# Simple Attack

In this notebook, we will examine perhaps the simplest possible attack on an individual's private data and what the OpenDP library can do to mitigate it.

## Loading the data

The vetting process is currently underway for the code in the OpenDP Library.
Any constructors that have not been vetted may still be accessed if you opt-in to "contrib".

In [105]:
import numpy as np
from opendp.mod import enable_features
enable_features('contrib')

We begin with loading up the data.

In [106]:
import os
data_path = os.path.join('.', 'data', 'pums_10000.csv')

with open(data_path) as input_file:
    col_names = input_file.readline().strip().split(',')
    data = input_file.read()

print(col_names)
print('\n'.join(data.split('\n')[:6]))

['sex', 'age', 'educ', 'income', 'married', 'race']
0,45,6,6000,1,1
1,41,8,13000,1,2
0,63,14,17810,1,1
1,71,15,3600,1,4
0,44,5,10000,0,1
1,49,1,0,0,4


The following code parse the data to get just a one vector of all the incomes.
More details on it can be found [here](https://github.com/opendp/opendp/blob/main/python/example/basic_data_analysis.ipynb).

In [107]:
from opendp.trans import make_split_dataframe, make_select_column, make_cast, make_impute_constant

income_preprocessor = (
    # Convert data into a dataframe where columns are of type Vec<str>
    make_split_dataframe(separator=",", col_names=col_names) >>
    # Selects a column of df, Vec<str>
    make_select_column(key="income", TOA=str)
)

# make a transformation that casts from a vector of strings to a vector of floats
cast_str_float = (
    # Cast Vec<str> to Vec<Option<floats>>
    make_cast(TIA=str, TOA=float) >>
    # Replace any elements that failed to parse with 0., emitting a Vec<int>
    make_impute_constant(0.)
)

# replace the previous preprocessor: extend it with the caster
income_preprocessor = income_preprocessor >> cast_str_float
incomes = income_preprocessor(data)

print(incomes[:7])

[6000.0, 13000.0, 17810.0, 3600.0, 10000.0, 0.0, 30530.0]


## A simple attack

Say there's an attacker who's target is the first person in our data (i.e. the first in the csv),
and so he intends to learn his income.

In [108]:
person_of_interest = incomes[0]
print('person of interest:\n\n{0}'.format(person_of_interest))

PROVIDED MATERIAL
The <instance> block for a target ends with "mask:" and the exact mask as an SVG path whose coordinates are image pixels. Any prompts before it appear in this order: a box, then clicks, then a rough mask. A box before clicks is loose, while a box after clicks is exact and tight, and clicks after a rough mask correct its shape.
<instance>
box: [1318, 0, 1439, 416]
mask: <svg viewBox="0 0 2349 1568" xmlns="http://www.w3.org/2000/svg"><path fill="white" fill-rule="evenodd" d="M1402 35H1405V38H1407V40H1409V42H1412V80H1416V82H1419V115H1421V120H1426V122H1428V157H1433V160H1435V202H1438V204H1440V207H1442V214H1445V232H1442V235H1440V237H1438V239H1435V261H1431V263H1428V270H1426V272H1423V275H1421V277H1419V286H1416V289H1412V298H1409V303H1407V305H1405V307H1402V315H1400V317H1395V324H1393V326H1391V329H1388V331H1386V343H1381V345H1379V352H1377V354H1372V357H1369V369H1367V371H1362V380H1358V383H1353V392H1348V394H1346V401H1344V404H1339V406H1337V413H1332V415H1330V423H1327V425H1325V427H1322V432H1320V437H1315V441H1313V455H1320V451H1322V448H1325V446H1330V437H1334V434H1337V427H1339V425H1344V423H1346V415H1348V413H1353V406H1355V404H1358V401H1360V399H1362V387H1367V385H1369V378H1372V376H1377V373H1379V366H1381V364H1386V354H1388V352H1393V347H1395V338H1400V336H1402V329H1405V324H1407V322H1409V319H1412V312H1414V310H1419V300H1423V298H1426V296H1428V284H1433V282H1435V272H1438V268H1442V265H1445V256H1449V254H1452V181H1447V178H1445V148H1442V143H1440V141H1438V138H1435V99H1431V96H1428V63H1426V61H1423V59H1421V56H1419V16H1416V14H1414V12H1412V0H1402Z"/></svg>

ACTIVITY LIST
1 – Answer these questions using the OpenDP notebook above:
(a) What CSV file does the OpenDP notebook load its data from?
(b) What constant does make_impute_constant substitute for elements that failed to parse?
(c) Which person in the data is the attacker's target?
2 – Reproduce the part of the OpenDP notebook that starts at "print(incomes[:7])" and ends at "learn his income.", with no changes.
3 – Proceed with the OpenDP notebook on the simple attack, picking up from its final line.

SOLVED TASKS
1 –
(a) pums_10000.csv
(b) 0.
(c) The first person in the data, meaning the first one in the csv.

2 –
print(incomes[:7])

[6000.0, 13000.0, 17810.0, 3600.0, 10000.0, 0.0, 30530.0]


## A simple attack

Say there's an attacker who's target is the first person in our data (i.e. the first in the csv),
and so he intends to learn his income.

3 –
person of interest:

6000.0


Now consider the case that the attacker knows everything about the data, except for the person of interest's (POI) income, which is considered private.
They can back out the individual's income very easily, just from asking for the mean overall income.

In [109]:
# attacker information: he already knows everyone else's income, so he certainly compute the follwoing
known_mean = np.mean(incomes[1:])
known_obs = len(incomes) - 1

# assume the attackers know legitimately the overall mean and number of people in the data...
overall_mean = np.mean(incomes)
n_obs = len(incomes)

# back out POI's income
poi_income = overall_mean * n_obs - known_obs * known_mean
print('poi_income: {0}'.format(poi_income))

poi_income: 6000.0


The attacker now knows with certainty that the POI has an income of \$6,000.


## Using OpenDP
Let's see what happens if the attacker were made to interact with the data through OpenDP and was given a privacy budget of $\epsilon = 1$.
We will assume that the attacker is reasonably familiar with differential privacy and believes that they should use tighter data bounds than they know are actually in the data in order to get a less noisy estimate.
They will need to update their `known_mean` accordingly.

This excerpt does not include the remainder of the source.